::: MATERIAL PROVIDED :::
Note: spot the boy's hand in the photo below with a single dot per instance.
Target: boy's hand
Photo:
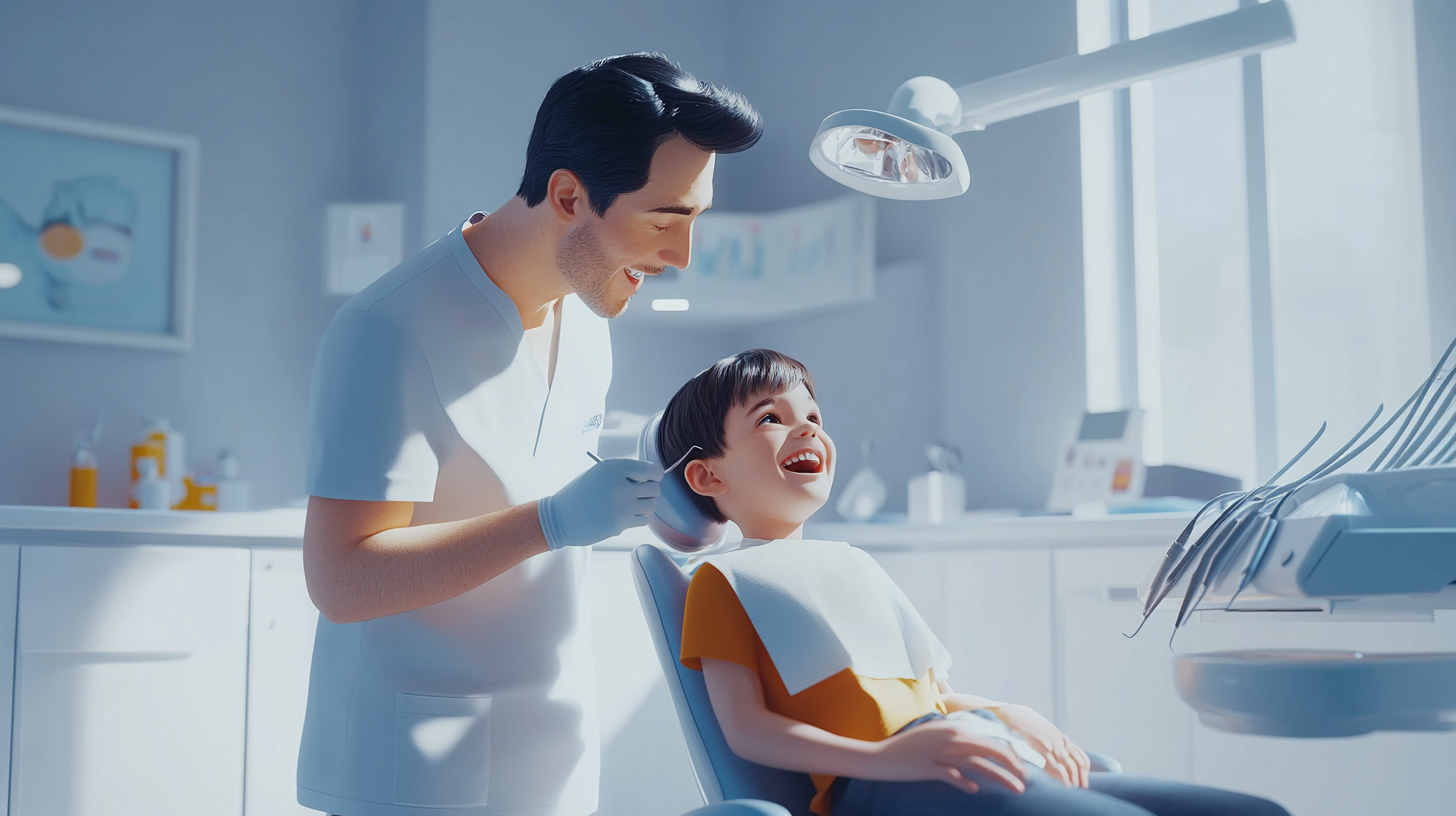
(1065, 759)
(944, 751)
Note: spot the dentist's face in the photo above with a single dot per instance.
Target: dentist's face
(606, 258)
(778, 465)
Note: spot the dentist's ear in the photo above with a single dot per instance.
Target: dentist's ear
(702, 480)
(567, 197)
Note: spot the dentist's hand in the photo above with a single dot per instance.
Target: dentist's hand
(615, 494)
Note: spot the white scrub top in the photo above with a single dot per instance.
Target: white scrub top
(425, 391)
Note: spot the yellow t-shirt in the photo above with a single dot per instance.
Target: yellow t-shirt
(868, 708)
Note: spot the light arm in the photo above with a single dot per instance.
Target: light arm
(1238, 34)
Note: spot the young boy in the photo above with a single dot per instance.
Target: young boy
:::
- **PROBLEM**
Could you rewrite the entries from the line with "Note: spot the yellow" through the end of the entries, switching "light arm" to "pale arm" and leaving everything else unchanged?

- **CORRECT OUTPUT**
Note: spot the yellow t-shirt in the photo above with a single dot per instance.
Target: yellow t-shirt
(868, 708)
Note: spot the pale arm in the photo above with a single dot per instance.
Target: pale arm
(1238, 34)
Note: spot the young boy in the photo above with a single dot per instance.
Target: young boy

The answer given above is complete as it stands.